### Stated exercise
Copy out the items below, substituting "single dot" for every "single marker" and keeping all other text unchanged.

### Items from a dataset
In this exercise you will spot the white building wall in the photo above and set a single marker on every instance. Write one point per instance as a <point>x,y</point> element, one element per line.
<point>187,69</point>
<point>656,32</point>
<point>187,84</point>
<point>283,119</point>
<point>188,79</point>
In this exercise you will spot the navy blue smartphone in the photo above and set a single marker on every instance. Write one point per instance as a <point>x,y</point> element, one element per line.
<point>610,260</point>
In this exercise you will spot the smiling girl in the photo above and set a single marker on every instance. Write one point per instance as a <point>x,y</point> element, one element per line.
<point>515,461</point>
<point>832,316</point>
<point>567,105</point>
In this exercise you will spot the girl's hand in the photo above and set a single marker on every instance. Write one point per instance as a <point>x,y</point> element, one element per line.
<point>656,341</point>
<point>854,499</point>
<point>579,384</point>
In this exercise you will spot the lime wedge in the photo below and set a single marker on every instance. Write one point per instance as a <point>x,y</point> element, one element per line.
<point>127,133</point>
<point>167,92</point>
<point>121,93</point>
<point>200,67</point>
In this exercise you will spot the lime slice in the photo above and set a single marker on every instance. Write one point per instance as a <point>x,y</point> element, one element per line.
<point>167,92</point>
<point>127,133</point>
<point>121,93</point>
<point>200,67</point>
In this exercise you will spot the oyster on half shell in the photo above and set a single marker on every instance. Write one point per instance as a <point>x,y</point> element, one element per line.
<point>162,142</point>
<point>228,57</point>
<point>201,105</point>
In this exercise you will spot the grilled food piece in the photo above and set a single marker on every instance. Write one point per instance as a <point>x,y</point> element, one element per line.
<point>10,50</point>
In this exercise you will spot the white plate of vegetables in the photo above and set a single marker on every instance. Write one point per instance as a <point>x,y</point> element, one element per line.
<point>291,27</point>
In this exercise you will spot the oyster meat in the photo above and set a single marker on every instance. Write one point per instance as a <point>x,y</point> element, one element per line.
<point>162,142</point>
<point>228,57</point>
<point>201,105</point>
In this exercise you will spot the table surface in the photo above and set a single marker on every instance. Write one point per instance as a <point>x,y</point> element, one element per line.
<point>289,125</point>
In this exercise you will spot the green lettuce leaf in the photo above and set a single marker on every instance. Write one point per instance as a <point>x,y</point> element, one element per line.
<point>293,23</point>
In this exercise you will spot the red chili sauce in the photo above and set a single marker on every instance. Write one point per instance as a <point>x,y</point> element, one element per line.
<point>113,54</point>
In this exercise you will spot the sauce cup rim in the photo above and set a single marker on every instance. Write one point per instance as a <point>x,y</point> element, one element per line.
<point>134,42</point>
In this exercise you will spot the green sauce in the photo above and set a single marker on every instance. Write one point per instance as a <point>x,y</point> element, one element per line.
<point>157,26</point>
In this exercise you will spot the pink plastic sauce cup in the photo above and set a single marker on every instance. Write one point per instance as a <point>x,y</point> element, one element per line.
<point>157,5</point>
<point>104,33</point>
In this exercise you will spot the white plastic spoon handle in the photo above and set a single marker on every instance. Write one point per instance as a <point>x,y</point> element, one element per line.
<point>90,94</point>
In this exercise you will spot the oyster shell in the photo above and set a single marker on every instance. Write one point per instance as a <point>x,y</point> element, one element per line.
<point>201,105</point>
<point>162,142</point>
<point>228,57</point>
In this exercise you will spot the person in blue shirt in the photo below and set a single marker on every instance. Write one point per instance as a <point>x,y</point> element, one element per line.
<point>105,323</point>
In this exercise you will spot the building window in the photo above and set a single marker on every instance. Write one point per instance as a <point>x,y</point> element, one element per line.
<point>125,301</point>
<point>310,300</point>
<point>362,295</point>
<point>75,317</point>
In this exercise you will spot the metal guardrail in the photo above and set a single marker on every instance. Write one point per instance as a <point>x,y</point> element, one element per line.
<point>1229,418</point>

### Output below
In this exercise you will spot the white building wall in the photo above and set a single dot on every instance. Write one point per instance as a <point>x,y</point> element, one element per line.
<point>187,69</point>
<point>656,32</point>
<point>187,84</point>
<point>283,119</point>
<point>188,79</point>
In this exercise you will spot the navy blue smartphone in the photo above and set a single dot on every instance. Write one point per instance as a <point>x,y</point> element, one element per line.
<point>610,260</point>
In this exercise you will spot the smiling girl in the photo above and set a single dot on every instance. Write one point per instance as a <point>x,y</point> element, one element per line.
<point>515,461</point>
<point>832,316</point>
<point>567,105</point>
In this exercise you will spot the girl's hand in the photo above and set a single dot on every instance. Write one point per instance as a <point>x,y</point> element, one element per line.
<point>656,341</point>
<point>854,499</point>
<point>579,384</point>
In this exercise you will spot the lime wedge in the photo below and set a single dot on every instance. Write one point per instance as a <point>x,y</point> element, one element per line.
<point>127,133</point>
<point>167,92</point>
<point>121,93</point>
<point>200,67</point>
In this exercise you will spot the lime slice in the photo above and set a single dot on every instance. Write one point per instance as a <point>x,y</point> element, one element per line.
<point>167,92</point>
<point>127,133</point>
<point>121,93</point>
<point>200,67</point>
In this exercise you will spot the oyster on half shell in the photo above and set a single dot on every instance. Write one point per instance as a <point>x,y</point> element, one element per line.
<point>162,142</point>
<point>228,57</point>
<point>201,105</point>
In this exercise you will spot the grilled food piece in the photo above and set a single dot on every instance. Write one point per instance as a <point>x,y</point> element, one element per line.
<point>10,50</point>
In this exercise you will spot the white plate of vegetables in the photo above and set a single dot on every instance. Write one point per instance as a <point>x,y</point> element, one element per line.
<point>291,27</point>
In this exercise you will spot the oyster meat in the photo above and set a single dot on every instance. Write one point per instance as a <point>x,y</point> element, one element per line.
<point>162,142</point>
<point>228,57</point>
<point>201,105</point>
In this exercise you will spot the table surface in the photo above and set a single dot on every instance. Write one point per instance as a <point>x,y</point> element, one element per line.
<point>289,125</point>
In this exercise you will spot the green lettuce leaf in the photo above and set a single dot on every instance. Write one point per instance as a <point>x,y</point> element, one element per line.
<point>293,23</point>
In this exercise you will spot the red chili sauce in the photo above and set a single dot on every instance. Write one point per instance as a <point>x,y</point> element, one element per line.
<point>113,54</point>
In this exercise you will spot the sauce cup rim in the photo above and set a single dot on every instance. Write one point per instance as a <point>x,y</point> element, one element per line.
<point>134,42</point>
In this exercise you will spot the green sauce in the photo above and set a single dot on every instance. Write one point per instance as a <point>x,y</point> element, one element per line.
<point>157,26</point>
In this exercise you will spot the pink plastic sauce cup in the photo above and set a single dot on every instance. Write one point per instance as a <point>x,y</point> element, one element per line.
<point>157,5</point>
<point>104,33</point>
In this exercise you will spot the white plastic spoon handle in the photo above and set a single dot on every instance. Write one point per instance as a <point>x,y</point> element, one element per line.
<point>90,94</point>
In this exercise you will spot the oyster shell in the photo above and set a single dot on every instance. Write one point per instance as a <point>x,y</point> element, one element per line.
<point>201,105</point>
<point>162,142</point>
<point>228,57</point>
In this exercise you will spot the person in blue shirt in the photo below and set a single dot on every instance. Write one point per instance as a <point>x,y</point> element, one element per line.
<point>105,323</point>
In this exercise you will spot the building window in the photo above and set a single dot on every instance. Write one point per instance as a <point>x,y</point> element, one element per line.
<point>125,301</point>
<point>310,300</point>
<point>362,295</point>
<point>75,317</point>
In this exercise you will spot the metal guardrail in the photo above and set a single dot on every instance. Write one point per instance as a <point>x,y</point> element, one element per line.
<point>1229,418</point>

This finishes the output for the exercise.